++++ Source material ++++

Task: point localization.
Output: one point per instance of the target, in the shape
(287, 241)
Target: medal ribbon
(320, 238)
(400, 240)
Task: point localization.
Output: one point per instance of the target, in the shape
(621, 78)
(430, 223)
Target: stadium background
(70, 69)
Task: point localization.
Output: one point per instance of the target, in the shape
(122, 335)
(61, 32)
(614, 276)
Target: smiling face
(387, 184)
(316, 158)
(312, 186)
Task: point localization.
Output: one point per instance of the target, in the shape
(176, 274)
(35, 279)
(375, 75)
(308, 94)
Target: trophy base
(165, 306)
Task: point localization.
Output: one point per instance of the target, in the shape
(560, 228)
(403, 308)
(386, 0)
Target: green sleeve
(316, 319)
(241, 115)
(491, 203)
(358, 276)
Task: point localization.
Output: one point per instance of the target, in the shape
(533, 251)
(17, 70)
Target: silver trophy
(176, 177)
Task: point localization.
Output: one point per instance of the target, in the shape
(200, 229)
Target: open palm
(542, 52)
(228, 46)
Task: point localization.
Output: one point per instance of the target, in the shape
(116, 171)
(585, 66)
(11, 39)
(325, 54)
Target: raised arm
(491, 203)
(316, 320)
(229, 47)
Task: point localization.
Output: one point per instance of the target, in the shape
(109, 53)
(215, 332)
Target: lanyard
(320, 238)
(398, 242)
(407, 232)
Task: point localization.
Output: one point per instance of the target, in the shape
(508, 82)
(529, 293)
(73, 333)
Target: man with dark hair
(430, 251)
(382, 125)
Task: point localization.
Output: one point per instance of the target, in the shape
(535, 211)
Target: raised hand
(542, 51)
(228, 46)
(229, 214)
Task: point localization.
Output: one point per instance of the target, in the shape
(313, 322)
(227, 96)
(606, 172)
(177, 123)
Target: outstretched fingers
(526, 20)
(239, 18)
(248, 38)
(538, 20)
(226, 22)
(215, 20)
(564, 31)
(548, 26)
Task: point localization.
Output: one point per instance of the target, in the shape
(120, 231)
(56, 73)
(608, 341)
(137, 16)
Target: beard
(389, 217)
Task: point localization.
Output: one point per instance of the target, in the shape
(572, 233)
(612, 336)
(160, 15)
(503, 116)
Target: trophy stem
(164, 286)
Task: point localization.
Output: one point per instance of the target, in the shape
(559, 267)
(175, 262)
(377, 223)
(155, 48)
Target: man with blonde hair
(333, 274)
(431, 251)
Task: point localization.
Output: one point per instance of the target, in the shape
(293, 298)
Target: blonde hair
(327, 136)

++++

■ Task brief
Copy all the records above precisely.

■ Result of the exercise
Task: point localization.
Output: one point per instance of the target, in the shape
(287, 241)
Target: medal ribbon
(320, 238)
(400, 240)
Task: point localization.
Output: one point per instance of the target, in the shape
(621, 78)
(430, 223)
Target: stadium background
(70, 69)
Task: point localization.
Output: one point per instance of the target, in the shape
(122, 335)
(61, 32)
(614, 276)
Target: smiling face
(387, 184)
(316, 158)
(312, 186)
Task: point localization.
Output: one point per instance of the target, in the shape
(176, 274)
(35, 279)
(375, 75)
(308, 94)
Target: trophy base
(165, 306)
Task: point localization.
Output: one point per instance of the target, in the shape
(560, 228)
(403, 308)
(386, 0)
Target: green sleeve
(316, 319)
(241, 115)
(491, 203)
(358, 276)
Task: point localization.
Output: one point per instance of the target, in the shape
(533, 251)
(17, 70)
Target: silver trophy
(176, 177)
Task: point localization.
Output: one point per instance of the target, in the shape
(200, 229)
Target: open palm
(542, 52)
(228, 46)
Task: point localization.
Output: one point per instance of the target, in the shape
(116, 171)
(585, 66)
(11, 39)
(325, 54)
Target: raised arm
(491, 203)
(316, 320)
(229, 47)
Task: point localization.
Output: one point per instance of the target, in the shape
(109, 53)
(215, 332)
Target: lanyard
(320, 238)
(398, 242)
(407, 232)
Task: point localization.
Output: one point per instance of the target, in the shape
(508, 82)
(529, 293)
(73, 333)
Target: man with dark hair
(430, 251)
(382, 125)
Task: point localization.
Output: one point per instance of the target, in the shape
(535, 211)
Target: raised hand
(542, 51)
(228, 46)
(229, 214)
Task: point localization.
Output: one point per instance of the target, in the shape
(313, 322)
(227, 96)
(606, 172)
(177, 123)
Target: outstretched fingers
(526, 20)
(239, 18)
(248, 38)
(538, 20)
(226, 22)
(215, 20)
(564, 31)
(548, 26)
Task: point localization.
Output: one point per instance of the target, in the shape
(120, 231)
(56, 73)
(608, 341)
(137, 16)
Target: beard
(389, 217)
Task: point localization.
Output: one point per instance of the target, in the shape
(572, 233)
(612, 336)
(160, 15)
(503, 116)
Target: trophy stem
(164, 286)
Task: point localization.
Output: one point per instance of the target, in the shape
(559, 267)
(175, 262)
(377, 223)
(155, 48)
Target: man with blonde hair
(333, 274)
(431, 251)
Task: point localization.
Output: one point per instance of the target, in the shape
(293, 298)
Target: blonde hair
(327, 136)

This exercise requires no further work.